*TESTO ESTRATTO*.
************

Anche se frutto di urgenze la riforma delle pensioni non va demolita

La riforma delle pensioni in Italia ha reso il sistema previdenziale più semplice, equo, sostenibile e trasparente. È una strategia su cui costruire, non va demolita. Non è il caso di entrare nel merito della sentenza della Corte costituzionale. Ma bisogna tenere presente che se è stata l’urgenza delle pressioni economiche a far scattare l’intervento, il problema alla radice è a lungo termine e la riforma ha agito su entrambi i fronti.

Secondo il recente rapporto Ocse, l’Italia sta invecchiando rapidamente, con un tasso di fecondità ben al di sotto della media e una speranza di vita tra le più alte dell’Ocse. Così, il rapporto tra la popolazione di oltre 65 anni e quella in età attiva (il cosiddetto indice di dipendenza degli anziani) è sceso da 4,2 nel 1980 a 2,8 nel 2014, e stando alle proiezioni nel 2050 toccherà l’1,5. Ma c’è un altro problema nell’immediato. Nel 2011, la spesa per le pensioni era il 9% del Pil, tra le più alte dell’Ocse (solo Spagna e Grecia spendono di più) e 1,75 volte la media Ocse del 5,2%. In Germania era del 6,9% e in Svezia 6,2%. Questo costo elevato è in parte dovuto ai pre-pensionamenti. L’età pensionabile effettiva in Italia è una delle più basse dell’Ocse e la partecipazione al mercato del lavoro della popolazione tra i 55 e i 64 anni resta relativamente bassa nonostante un aumento dal 27,7% nel 2000 al 40,4% nel 2012.

La riforma del governo tecnocratico di Monti puntava a riavvicinare la spesa pubblica in generale, e quella pensionistica in particolare, alla media Ocse. I cambiamenti hanno dato inizio a una riforma generale. Tra le principali misure c’erano: 1) l’accelerazione delle riforme degli anni ’90, la cui attuazione è stata lenta per questioni politiche; 2) l’innalzamento dell’età pensionabile; 3) l’avvio del processo di parificazione dell’età pensionabile per uomini e donne; 4) il miglioramento dei meccanismi di adeguamento in futuro.

************

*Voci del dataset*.

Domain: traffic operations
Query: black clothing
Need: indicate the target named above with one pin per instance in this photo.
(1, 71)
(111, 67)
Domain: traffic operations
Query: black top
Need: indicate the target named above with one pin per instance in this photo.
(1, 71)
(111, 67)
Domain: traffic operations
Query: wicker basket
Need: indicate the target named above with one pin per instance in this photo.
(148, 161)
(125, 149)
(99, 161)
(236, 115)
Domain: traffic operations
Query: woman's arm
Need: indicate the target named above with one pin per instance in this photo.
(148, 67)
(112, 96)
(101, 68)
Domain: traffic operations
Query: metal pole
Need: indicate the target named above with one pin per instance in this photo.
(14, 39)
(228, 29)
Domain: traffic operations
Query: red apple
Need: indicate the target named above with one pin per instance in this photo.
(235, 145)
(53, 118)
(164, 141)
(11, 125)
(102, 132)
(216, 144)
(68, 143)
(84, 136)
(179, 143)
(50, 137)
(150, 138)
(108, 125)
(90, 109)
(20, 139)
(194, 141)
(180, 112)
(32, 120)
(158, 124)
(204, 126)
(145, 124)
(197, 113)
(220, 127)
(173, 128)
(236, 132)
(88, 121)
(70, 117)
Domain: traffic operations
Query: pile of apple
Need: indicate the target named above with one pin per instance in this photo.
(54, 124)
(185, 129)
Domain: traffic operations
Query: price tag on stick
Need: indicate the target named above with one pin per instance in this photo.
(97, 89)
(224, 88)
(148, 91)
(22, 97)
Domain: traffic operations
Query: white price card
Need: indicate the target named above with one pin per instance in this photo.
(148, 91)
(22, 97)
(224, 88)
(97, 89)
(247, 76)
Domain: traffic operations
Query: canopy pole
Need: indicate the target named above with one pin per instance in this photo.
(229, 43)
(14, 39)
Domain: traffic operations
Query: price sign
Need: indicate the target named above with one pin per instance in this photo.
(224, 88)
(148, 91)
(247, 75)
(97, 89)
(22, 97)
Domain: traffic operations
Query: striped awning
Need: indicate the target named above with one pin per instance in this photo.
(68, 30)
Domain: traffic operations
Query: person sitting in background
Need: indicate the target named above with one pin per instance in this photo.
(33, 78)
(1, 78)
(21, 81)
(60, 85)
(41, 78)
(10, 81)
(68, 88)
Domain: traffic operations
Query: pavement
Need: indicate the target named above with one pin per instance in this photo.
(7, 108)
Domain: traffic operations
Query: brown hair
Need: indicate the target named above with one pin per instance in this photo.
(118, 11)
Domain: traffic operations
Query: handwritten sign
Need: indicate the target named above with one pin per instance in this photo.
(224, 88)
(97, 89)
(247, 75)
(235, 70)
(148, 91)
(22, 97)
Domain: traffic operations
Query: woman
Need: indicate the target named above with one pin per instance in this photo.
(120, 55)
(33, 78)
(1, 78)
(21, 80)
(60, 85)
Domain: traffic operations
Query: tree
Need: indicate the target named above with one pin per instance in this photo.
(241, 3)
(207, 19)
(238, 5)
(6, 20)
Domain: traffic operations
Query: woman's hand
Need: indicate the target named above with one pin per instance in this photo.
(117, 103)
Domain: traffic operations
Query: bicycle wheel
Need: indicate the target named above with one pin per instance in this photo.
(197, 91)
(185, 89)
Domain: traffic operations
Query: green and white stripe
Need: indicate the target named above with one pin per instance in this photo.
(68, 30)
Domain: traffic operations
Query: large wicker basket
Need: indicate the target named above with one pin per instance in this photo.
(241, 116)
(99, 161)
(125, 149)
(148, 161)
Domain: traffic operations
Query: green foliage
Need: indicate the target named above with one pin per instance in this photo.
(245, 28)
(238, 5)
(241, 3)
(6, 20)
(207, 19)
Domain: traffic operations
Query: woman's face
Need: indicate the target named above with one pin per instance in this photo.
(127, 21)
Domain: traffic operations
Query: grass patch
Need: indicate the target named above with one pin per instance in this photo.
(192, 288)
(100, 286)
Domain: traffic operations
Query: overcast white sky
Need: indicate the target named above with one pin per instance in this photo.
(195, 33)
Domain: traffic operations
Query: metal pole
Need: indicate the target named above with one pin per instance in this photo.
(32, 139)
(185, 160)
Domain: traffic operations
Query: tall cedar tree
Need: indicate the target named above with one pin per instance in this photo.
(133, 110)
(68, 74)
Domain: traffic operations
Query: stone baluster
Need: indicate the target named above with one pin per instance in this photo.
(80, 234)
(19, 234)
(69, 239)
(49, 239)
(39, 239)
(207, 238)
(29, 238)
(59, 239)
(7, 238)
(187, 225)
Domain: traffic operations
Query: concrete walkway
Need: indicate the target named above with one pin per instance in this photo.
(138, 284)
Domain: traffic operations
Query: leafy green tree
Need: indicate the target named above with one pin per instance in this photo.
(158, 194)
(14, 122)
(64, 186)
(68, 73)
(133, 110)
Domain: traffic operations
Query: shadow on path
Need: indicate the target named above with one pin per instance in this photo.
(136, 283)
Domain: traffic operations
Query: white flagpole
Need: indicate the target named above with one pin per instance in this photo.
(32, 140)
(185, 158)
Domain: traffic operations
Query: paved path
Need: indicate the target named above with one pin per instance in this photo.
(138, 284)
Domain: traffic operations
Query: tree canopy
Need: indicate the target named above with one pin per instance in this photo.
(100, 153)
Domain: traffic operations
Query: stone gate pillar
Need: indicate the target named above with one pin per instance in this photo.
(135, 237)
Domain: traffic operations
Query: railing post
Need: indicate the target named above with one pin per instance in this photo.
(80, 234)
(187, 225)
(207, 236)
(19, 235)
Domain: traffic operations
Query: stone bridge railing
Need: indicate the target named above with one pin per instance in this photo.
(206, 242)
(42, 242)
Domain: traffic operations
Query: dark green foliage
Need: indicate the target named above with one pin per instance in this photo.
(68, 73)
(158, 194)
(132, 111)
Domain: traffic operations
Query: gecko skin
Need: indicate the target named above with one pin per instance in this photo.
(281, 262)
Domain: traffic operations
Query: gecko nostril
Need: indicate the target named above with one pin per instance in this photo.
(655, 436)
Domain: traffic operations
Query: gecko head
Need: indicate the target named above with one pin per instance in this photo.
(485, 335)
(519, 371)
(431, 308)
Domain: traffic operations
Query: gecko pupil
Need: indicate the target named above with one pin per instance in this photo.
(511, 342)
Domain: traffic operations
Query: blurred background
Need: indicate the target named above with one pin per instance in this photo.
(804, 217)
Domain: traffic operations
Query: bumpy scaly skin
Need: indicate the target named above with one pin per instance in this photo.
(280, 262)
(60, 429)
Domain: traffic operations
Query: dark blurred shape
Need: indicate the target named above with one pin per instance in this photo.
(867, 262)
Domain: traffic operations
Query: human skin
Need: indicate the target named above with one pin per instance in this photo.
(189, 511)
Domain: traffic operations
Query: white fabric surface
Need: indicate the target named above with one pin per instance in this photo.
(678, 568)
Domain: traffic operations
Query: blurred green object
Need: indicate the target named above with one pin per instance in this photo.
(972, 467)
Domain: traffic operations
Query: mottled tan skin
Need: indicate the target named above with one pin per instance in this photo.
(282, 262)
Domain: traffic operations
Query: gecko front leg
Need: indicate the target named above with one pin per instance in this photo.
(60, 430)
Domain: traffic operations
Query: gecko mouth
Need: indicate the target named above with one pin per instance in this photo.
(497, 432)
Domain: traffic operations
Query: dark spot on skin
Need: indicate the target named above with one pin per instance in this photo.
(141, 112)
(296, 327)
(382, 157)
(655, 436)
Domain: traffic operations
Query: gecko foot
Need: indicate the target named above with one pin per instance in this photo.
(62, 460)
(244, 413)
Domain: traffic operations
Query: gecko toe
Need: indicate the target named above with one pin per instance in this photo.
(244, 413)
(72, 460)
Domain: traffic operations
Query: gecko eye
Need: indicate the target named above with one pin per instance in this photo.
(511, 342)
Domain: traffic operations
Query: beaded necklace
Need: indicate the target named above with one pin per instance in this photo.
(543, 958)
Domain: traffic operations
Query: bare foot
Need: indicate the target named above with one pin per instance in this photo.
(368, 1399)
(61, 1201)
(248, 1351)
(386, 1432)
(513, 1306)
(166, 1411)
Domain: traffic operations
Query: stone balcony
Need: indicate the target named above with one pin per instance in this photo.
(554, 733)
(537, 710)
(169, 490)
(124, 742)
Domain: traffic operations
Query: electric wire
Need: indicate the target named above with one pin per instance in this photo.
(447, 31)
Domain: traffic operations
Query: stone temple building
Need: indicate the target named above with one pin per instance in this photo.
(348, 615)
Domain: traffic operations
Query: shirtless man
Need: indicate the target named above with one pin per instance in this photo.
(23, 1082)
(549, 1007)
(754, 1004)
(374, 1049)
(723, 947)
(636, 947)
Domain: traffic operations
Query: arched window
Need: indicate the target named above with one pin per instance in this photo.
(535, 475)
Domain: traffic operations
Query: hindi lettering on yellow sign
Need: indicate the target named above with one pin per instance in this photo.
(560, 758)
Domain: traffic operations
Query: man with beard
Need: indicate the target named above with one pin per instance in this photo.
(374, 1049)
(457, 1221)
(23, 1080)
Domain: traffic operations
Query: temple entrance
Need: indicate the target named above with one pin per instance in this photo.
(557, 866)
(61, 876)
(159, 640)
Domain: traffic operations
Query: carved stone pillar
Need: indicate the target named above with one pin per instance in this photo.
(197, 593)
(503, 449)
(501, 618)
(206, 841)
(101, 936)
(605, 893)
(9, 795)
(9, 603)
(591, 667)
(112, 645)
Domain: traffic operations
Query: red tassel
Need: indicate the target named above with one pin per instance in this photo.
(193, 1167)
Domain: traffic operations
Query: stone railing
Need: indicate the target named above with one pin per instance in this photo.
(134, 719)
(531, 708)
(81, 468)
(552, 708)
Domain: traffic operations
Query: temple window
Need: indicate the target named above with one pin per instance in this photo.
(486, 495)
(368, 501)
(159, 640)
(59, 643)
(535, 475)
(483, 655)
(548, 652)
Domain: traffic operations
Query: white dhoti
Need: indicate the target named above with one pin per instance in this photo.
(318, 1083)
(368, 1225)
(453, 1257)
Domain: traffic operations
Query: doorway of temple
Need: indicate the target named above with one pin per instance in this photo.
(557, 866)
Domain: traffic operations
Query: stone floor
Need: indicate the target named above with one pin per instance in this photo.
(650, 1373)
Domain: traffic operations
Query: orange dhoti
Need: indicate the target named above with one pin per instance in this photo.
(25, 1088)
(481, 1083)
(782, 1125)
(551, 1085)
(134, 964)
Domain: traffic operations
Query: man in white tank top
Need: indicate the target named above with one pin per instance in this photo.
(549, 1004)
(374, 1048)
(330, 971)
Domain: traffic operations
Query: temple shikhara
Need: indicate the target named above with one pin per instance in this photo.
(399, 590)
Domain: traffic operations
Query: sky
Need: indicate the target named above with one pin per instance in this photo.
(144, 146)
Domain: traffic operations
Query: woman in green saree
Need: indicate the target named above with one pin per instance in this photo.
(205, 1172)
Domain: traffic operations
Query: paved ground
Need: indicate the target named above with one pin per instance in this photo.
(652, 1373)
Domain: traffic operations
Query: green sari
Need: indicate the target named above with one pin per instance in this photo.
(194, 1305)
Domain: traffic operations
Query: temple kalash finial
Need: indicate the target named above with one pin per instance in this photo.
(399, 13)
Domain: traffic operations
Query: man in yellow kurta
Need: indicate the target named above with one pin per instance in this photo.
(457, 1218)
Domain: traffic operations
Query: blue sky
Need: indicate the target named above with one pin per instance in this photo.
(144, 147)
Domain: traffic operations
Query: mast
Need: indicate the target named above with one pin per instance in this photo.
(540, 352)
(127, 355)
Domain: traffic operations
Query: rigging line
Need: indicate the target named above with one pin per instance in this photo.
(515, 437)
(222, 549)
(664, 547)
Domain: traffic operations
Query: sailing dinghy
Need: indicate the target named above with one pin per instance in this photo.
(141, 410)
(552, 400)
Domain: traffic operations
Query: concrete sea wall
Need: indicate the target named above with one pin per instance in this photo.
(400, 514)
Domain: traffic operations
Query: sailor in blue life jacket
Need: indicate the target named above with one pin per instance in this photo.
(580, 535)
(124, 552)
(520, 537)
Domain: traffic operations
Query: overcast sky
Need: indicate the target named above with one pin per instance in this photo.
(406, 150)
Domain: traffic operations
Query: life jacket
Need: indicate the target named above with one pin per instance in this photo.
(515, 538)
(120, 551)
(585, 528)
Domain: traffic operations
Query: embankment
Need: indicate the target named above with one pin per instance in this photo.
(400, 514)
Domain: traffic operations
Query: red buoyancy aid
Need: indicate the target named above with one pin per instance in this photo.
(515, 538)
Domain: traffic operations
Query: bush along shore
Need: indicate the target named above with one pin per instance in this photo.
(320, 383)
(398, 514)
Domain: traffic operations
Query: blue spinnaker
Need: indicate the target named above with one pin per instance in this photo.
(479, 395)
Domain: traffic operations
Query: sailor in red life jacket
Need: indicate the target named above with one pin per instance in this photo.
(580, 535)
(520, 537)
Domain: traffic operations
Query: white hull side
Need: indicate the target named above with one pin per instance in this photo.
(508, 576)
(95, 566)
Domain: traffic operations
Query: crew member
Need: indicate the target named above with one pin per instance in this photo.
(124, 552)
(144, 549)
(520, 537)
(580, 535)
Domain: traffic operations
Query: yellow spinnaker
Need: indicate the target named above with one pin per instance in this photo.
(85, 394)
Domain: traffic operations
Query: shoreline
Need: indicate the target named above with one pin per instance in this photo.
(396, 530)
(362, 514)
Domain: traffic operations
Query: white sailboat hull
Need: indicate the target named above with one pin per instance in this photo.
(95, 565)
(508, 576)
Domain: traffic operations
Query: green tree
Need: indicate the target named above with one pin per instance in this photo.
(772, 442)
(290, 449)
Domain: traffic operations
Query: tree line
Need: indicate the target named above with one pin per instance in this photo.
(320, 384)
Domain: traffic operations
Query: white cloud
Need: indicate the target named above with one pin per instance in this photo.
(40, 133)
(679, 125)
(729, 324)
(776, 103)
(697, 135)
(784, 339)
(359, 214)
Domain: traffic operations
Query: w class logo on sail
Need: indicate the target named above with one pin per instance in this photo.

************

*DA SVOLGERE*.
Ritrascrivi parola per parola, dal testo sulla riforma delle pensioni, il brano che si apre con le parole "La riforma del governo" e si chiude con "adeguamento in futuro.".

*RISPOSTA AL COMPITO*.
La riforma del governo tecnocratico di Monti puntava a riavvicinare la spesa pubblica in generale, e quella pensionistica in particolare, alla media Ocse. I cambiamenti hanno dato inizio a una riforma generale. Tra le principali misure c’erano: 1) l’accelerazione delle riforme degli anni ’90, la cui attuazione è stata lenta per questioni politiche; 2) l’innalzamento dell’età pensionabile; 3) l’avvio del processo di parificazione dell’età pensionabile per uomini e donne; 4) il miglioramento dei meccanismi di adeguamento in futuro.